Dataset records
+ + + +

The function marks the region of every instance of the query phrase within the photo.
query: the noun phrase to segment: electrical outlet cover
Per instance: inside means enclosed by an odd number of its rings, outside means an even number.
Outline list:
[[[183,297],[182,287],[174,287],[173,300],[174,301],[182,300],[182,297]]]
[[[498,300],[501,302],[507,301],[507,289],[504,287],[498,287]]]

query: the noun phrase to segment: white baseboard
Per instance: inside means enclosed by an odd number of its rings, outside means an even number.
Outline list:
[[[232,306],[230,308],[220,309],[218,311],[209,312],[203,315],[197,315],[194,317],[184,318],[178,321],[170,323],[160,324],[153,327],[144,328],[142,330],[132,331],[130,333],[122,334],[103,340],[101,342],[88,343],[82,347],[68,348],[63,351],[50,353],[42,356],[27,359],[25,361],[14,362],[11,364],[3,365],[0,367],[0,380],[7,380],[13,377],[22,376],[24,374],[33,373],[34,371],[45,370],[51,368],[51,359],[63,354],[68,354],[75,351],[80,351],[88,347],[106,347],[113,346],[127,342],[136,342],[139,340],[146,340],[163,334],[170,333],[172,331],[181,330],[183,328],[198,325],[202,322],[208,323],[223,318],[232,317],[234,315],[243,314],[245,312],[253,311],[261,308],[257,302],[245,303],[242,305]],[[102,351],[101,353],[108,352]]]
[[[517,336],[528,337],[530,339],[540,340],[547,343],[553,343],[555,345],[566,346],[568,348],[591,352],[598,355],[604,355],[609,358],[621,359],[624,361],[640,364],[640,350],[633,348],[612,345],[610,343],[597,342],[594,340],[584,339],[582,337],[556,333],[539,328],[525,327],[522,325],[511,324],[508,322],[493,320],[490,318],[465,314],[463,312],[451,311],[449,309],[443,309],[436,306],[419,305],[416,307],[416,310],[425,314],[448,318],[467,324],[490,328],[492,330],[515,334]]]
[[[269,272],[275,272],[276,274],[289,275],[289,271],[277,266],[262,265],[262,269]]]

+ + + +

■ Task requirements ■
Filter the records, keeping only lines that contain "query", and show those lines.

■ Answer section ■
The function marks the region of every instance of the query phrase within the photo.
query: the noun phrase to segment: electrical outlet cover
query: the noun phrase to segment: white baseboard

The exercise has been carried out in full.